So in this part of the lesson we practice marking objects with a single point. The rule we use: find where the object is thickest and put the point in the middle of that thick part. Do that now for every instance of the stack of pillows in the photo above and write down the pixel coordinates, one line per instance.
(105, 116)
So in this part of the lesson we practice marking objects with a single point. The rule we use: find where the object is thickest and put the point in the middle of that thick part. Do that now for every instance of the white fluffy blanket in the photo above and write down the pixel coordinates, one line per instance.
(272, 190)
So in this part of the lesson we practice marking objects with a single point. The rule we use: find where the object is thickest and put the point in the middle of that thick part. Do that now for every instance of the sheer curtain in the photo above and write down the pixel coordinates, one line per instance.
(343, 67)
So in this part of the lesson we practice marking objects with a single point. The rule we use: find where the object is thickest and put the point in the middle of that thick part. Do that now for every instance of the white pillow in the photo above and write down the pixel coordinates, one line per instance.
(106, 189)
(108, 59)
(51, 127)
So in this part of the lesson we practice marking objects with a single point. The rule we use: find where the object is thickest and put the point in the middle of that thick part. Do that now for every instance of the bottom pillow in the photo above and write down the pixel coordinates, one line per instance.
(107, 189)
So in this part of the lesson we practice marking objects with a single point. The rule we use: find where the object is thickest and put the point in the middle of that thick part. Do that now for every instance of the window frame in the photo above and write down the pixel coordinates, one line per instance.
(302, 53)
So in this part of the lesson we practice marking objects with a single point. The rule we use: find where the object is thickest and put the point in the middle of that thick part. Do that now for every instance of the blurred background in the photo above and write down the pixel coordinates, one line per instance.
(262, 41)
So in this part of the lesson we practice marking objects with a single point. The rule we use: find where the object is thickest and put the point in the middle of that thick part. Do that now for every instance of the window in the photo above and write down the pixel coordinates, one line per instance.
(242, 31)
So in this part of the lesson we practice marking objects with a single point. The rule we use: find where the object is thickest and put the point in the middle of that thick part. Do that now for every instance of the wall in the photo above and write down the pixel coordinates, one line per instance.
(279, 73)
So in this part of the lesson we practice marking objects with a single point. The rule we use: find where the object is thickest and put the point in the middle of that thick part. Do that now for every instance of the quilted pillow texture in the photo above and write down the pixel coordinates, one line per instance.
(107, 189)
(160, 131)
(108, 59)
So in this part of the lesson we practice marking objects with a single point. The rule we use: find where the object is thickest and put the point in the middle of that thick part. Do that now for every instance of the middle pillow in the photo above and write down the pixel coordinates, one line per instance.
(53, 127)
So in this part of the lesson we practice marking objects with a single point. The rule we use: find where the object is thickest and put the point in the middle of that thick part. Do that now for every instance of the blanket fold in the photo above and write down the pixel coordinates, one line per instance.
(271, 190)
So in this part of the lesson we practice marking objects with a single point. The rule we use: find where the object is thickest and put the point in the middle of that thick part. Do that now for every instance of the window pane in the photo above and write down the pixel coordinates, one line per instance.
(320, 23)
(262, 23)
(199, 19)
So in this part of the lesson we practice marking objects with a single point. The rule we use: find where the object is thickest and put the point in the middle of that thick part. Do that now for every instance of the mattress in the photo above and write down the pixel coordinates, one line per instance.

========================================================================

Consigne
Recopiez à l'identique, ligne par ligne, tous les enregistrements ci-dessus.

Réponse
So in this part of the lesson we practice marking objects with a single point. The rule we use: find where the object is thickest and put the point in the middle of that thick part. Do that now for every instance of the stack of pillows in the photo above and write down the pixel coordinates, one line per instance.
(105, 116)
So in this part of the lesson we practice marking objects with a single point. The rule we use: find where the object is thickest and put the point in the middle of that thick part. Do that now for every instance of the white fluffy blanket in the photo above and write down the pixel coordinates, one line per instance.
(272, 190)
So in this part of the lesson we practice marking objects with a single point. The rule we use: find where the object is thickest and put the point in the middle of that thick part. Do that now for every instance of the sheer curtain in the photo above and write down the pixel coordinates, one line per instance.
(343, 67)
So in this part of the lesson we practice marking objects with a single point. The rule we use: find where the object is thickest and put the point in the middle of that thick part. Do that now for every instance of the white pillow in the photo above and write down the pixel coordinates, one line per instance.
(106, 189)
(108, 59)
(51, 127)
So in this part of the lesson we practice marking objects with a single point. The rule we use: find where the object is thickest and put the point in the middle of that thick part. Do that now for every instance of the bottom pillow in the photo above and write down the pixel coordinates, one line per instance.
(107, 189)
So in this part of the lesson we practice marking objects with a single point. The rule we use: find where the object is thickest and put the point in the middle of that thick part. Do that now for every instance of the window frame in the photo above and write down the pixel coordinates, one line per instance.
(302, 53)
So in this part of the lesson we practice marking objects with a single point. The rule we use: find where the object is thickest and put the point in the middle of that thick part. Do that now for every instance of the blurred background in the photo above and write down the pixel coordinates, one line per instance.
(262, 41)
So in this part of the lesson we practice marking objects with a single point. The rule we use: find where the object is thickest and put the point in the middle of that thick part. Do that now for every instance of the window in the photo above and write down the pixel coordinates, one line per instance.
(242, 31)
So in this part of the lesson we practice marking objects with a single point. The rule we use: find where the object is thickest and put the point in the middle of that thick part. Do that now for every instance of the wall in the photo above and write down the pixel coordinates, one line per instance.
(279, 73)
So in this part of the lesson we practice marking objects with a single point. The rule we use: find where the object is thickest and put the point in the middle of that thick part. Do that now for every instance of the quilted pillow texture in the photo above and write down the pixel coordinates, one line per instance.
(107, 189)
(160, 131)
(108, 59)
So in this part of the lesson we practice marking objects with a single point. The rule we use: find where the object is thickest and put the point in the middle of that thick part. Do that now for every instance of the middle pillow in the photo above and write down the pixel coordinates, one line per instance.
(53, 127)
So in this part of the lesson we practice marking objects with a single point. The rule we use: find where the object is thickest and put the point in the middle of that thick part. Do that now for every instance of the blanket fold in the photo above and write down the pixel coordinates, one line per instance.
(271, 190)
So in this part of the lesson we practice marking objects with a single point. The rule we use: find where the object is thickest and put the point in the middle of that thick part. Do that now for every instance of the window pane in the photo above and write down the pixel coordinates, one line per instance.
(320, 23)
(262, 23)
(199, 19)
So in this part of the lesson we practice marking objects with a single point. The rule we use: find where the object is thickest and put the point in the middle of that thick part. Do that now for every instance of the mattress in the photo above and write down the pixel coordinates, one line per instance.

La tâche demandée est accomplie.